#### DATASET RECORDS ####

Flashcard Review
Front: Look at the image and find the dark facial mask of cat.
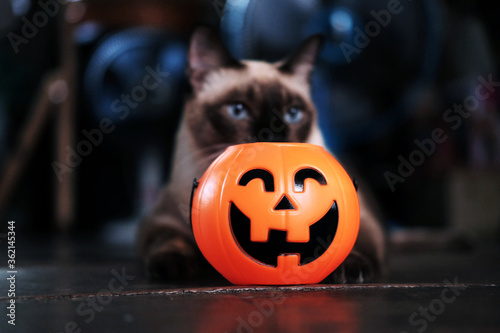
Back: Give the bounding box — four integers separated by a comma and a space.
184, 27, 322, 148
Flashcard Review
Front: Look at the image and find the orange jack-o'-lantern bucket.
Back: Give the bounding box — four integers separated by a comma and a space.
191, 143, 359, 285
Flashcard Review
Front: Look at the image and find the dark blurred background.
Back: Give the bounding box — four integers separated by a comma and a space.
0, 0, 500, 246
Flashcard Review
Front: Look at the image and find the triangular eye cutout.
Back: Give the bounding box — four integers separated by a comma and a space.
274, 195, 295, 210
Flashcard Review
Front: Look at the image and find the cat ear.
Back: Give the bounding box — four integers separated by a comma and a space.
187, 26, 243, 91
278, 34, 324, 81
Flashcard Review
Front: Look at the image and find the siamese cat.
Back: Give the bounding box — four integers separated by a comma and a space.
138, 26, 384, 283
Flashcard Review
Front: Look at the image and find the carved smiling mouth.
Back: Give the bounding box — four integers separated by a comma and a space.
230, 201, 339, 267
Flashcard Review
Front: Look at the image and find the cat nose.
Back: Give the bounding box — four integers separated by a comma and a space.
257, 131, 287, 142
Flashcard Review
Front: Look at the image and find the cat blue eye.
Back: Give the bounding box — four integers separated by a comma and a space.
226, 103, 249, 120
283, 106, 304, 124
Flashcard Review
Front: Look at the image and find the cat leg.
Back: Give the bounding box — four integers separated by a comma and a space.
325, 189, 385, 283
138, 209, 200, 280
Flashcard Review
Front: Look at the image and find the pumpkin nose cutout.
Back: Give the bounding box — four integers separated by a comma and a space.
274, 195, 295, 210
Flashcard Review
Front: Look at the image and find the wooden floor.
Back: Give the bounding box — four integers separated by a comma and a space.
0, 232, 500, 333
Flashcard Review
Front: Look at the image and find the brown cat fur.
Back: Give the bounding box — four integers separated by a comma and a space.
138, 27, 384, 283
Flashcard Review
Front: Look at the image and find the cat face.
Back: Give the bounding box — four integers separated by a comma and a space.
185, 27, 321, 147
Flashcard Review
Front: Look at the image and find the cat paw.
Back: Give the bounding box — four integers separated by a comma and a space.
327, 251, 374, 284
145, 238, 199, 280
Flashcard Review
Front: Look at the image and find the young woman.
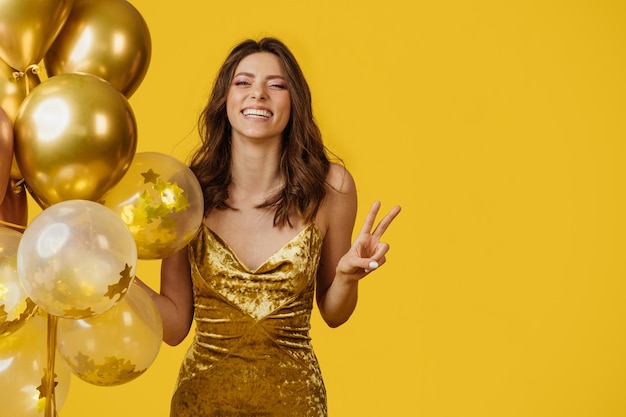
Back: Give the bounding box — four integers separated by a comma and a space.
141, 38, 400, 417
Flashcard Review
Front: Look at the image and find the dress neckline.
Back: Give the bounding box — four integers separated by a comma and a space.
202, 222, 321, 274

####

[SHORT TASK] Find every line in the records above that contains the string "dark" and copy each of those lines. Treat uppercase and lowercase as different.

[SOLUTION TO THE EXERCISE]
Front: Look at the image and find the dark facial mask of cat.
Front: Look at the image and find the dark blurred background.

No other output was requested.